┌────────

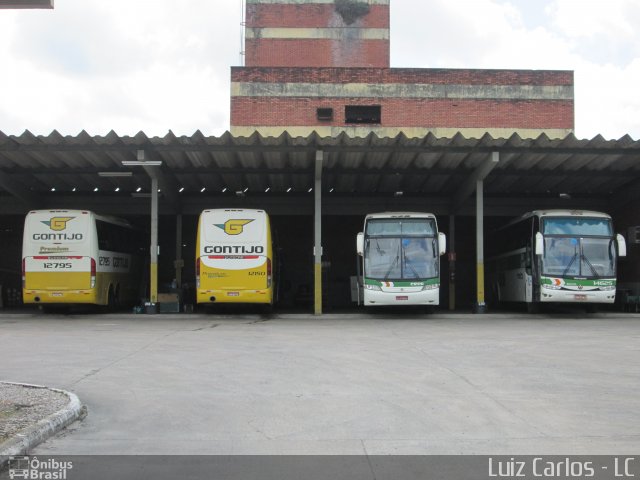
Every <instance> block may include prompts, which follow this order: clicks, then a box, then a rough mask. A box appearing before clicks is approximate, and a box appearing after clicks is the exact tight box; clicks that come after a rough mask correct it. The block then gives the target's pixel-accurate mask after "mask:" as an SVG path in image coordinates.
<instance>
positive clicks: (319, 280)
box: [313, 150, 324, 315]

└────────
┌────────

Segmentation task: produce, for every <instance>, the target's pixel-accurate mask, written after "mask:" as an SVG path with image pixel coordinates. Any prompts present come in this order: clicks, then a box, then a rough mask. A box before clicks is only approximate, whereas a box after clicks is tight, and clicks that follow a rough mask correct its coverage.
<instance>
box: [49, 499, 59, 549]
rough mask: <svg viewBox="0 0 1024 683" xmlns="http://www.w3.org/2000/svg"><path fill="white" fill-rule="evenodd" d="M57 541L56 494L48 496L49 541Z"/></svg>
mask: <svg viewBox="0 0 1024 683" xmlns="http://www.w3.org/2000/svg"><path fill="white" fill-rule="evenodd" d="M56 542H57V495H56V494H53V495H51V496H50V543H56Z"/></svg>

└────────
┌────────

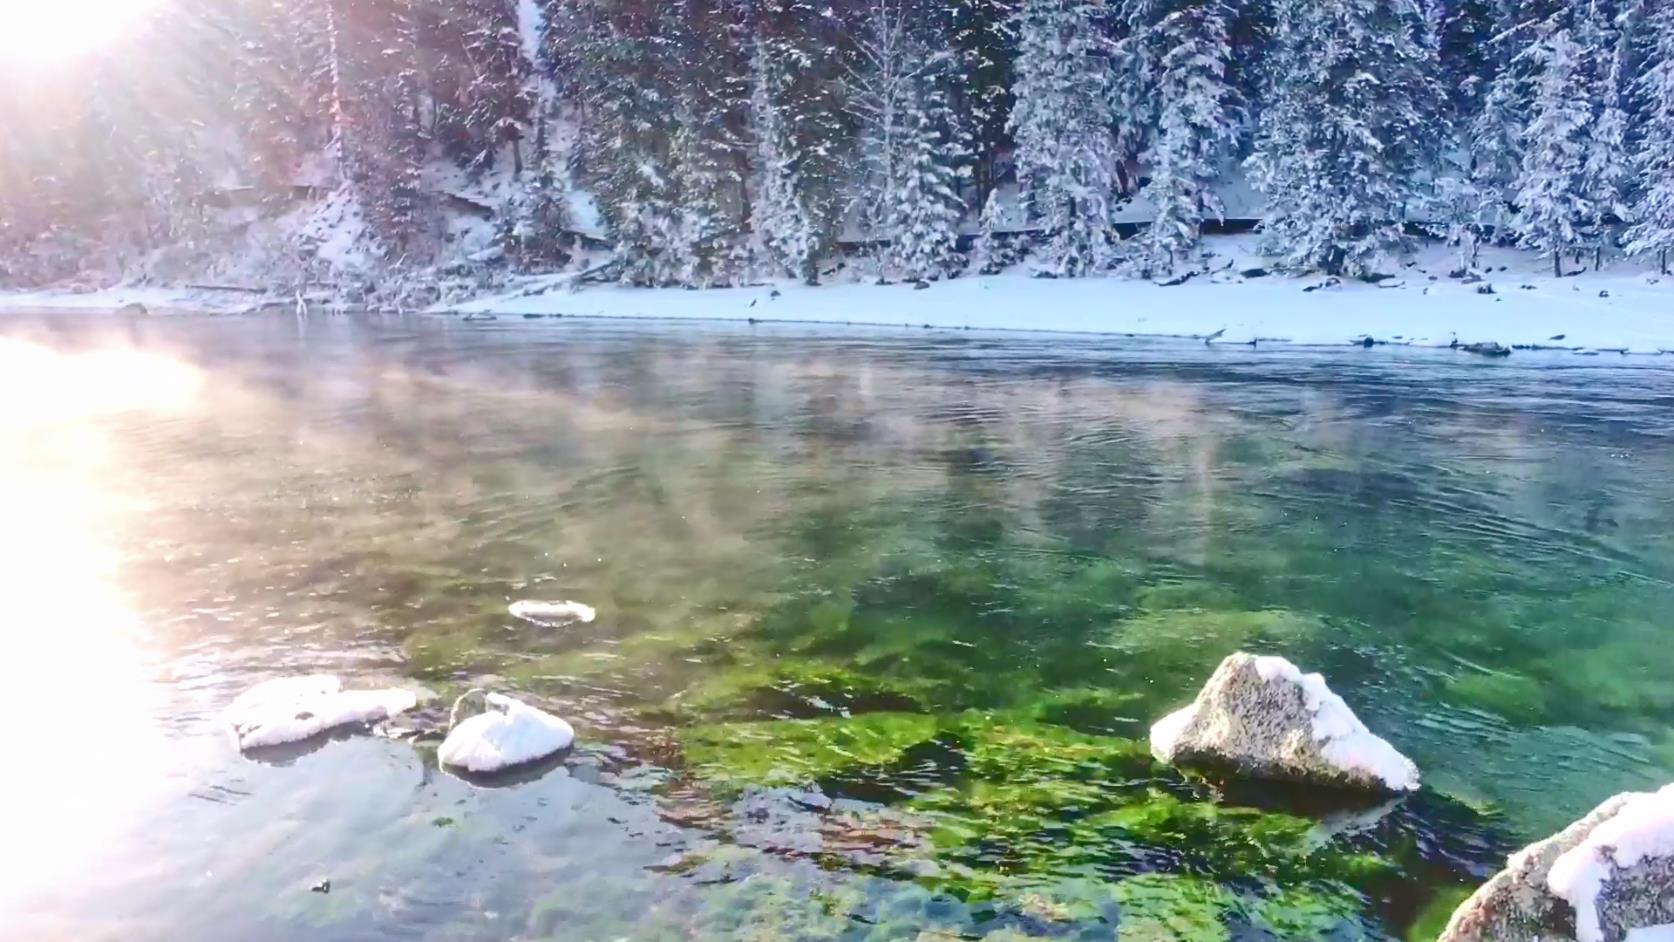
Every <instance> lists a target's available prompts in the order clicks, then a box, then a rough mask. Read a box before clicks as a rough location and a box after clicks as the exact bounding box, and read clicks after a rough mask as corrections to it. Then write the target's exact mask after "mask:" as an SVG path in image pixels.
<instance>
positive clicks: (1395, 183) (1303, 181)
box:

└────────

## WORK REQUIRED
Convert the lines starting with the line containing "Every <instance> block" and going on through the line containing "box: [313, 150, 324, 315]" into a JSON list of strings, one string per line, leaving out blank lines.

## WRITTEN RESPONSE
[
  "Every <instance> block may include prompts, which follow this order: clicks, then a box, then a rough mask. A box appearing before clicks is approximate, and a box appearing after clicks is the exact tight box; clicks that come after a rough mask correct it. The block then gives the target's pixel-accurate mask after \"mask:\" as an SVG path in image coordinates.",
  "<instance>",
  "positive clicks: (319, 280)",
  "box: [313, 150, 324, 315]"
]